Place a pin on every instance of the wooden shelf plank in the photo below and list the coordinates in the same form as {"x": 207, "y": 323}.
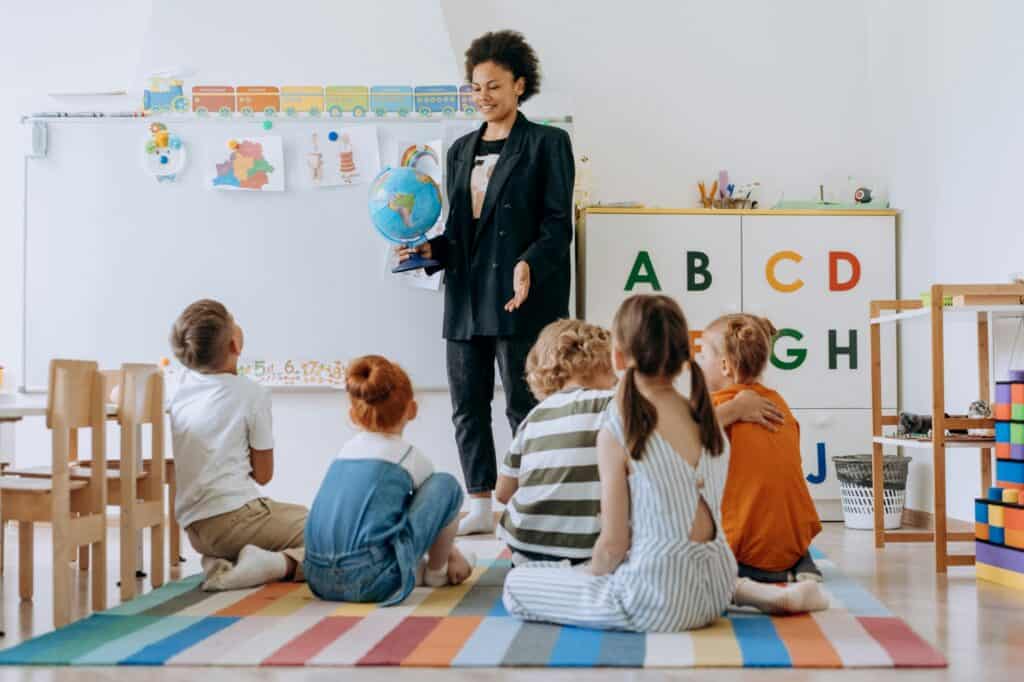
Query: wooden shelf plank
{"x": 960, "y": 559}
{"x": 927, "y": 444}
{"x": 997, "y": 310}
{"x": 910, "y": 536}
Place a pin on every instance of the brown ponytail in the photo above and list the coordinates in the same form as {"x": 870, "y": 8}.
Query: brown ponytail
{"x": 639, "y": 416}
{"x": 652, "y": 332}
{"x": 704, "y": 412}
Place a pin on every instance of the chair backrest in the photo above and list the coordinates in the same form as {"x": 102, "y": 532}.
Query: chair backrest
{"x": 142, "y": 402}
{"x": 141, "y": 394}
{"x": 75, "y": 398}
{"x": 112, "y": 380}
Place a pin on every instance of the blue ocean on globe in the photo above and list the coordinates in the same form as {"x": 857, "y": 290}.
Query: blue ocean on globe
{"x": 404, "y": 204}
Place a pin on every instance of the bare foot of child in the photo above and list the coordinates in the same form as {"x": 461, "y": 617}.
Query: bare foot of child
{"x": 795, "y": 598}
{"x": 460, "y": 566}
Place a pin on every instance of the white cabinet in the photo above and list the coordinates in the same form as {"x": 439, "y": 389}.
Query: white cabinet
{"x": 814, "y": 276}
{"x": 694, "y": 259}
{"x": 812, "y": 273}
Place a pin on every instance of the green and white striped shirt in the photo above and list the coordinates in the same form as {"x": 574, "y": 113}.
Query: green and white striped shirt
{"x": 557, "y": 507}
§
Rewrite all of the material above, replacing "Place a pin" with "Drop a marker" everywhere it appears and keeping everything else the same. Omit the pictures.

Task result
Drop a marker on every instance of the wooden shelf plank in the photo below and list the coordinates in the same form as {"x": 207, "y": 323}.
Query: wooden shelf plank
{"x": 960, "y": 559}
{"x": 927, "y": 444}
{"x": 997, "y": 310}
{"x": 910, "y": 536}
Drop a marker on every instance of the brown ponytail in the photo above and list the coordinates in the same form as {"x": 870, "y": 8}.
Query: brown ponytail
{"x": 639, "y": 416}
{"x": 652, "y": 332}
{"x": 704, "y": 412}
Drop a marker on every instance of the chair backrest in the photo above and list the coordinates in the same form as {"x": 102, "y": 532}.
Query: chair backrest
{"x": 142, "y": 402}
{"x": 141, "y": 394}
{"x": 75, "y": 398}
{"x": 112, "y": 380}
Drop a marker on every instance of the blue ocean on globe in the photo above and list the coordinates in the same form as {"x": 857, "y": 290}.
Query: blue ocean on globe
{"x": 404, "y": 204}
Drop a marker on every instance of the bare foot of child in the photo above and list the coordinates in the same form as {"x": 461, "y": 617}.
Query: bare foot of child
{"x": 795, "y": 598}
{"x": 460, "y": 566}
Drop a marker on every instance of the white cabinet in the photo above and list the coordinates in the same form as {"x": 439, "y": 389}.
Query: white cabinet
{"x": 814, "y": 276}
{"x": 694, "y": 259}
{"x": 812, "y": 273}
Drop a marker on every instance of the green and white striped shirt in the photo above and list the coordinates in the same form as {"x": 574, "y": 113}.
Query: green and white striped shirt
{"x": 557, "y": 507}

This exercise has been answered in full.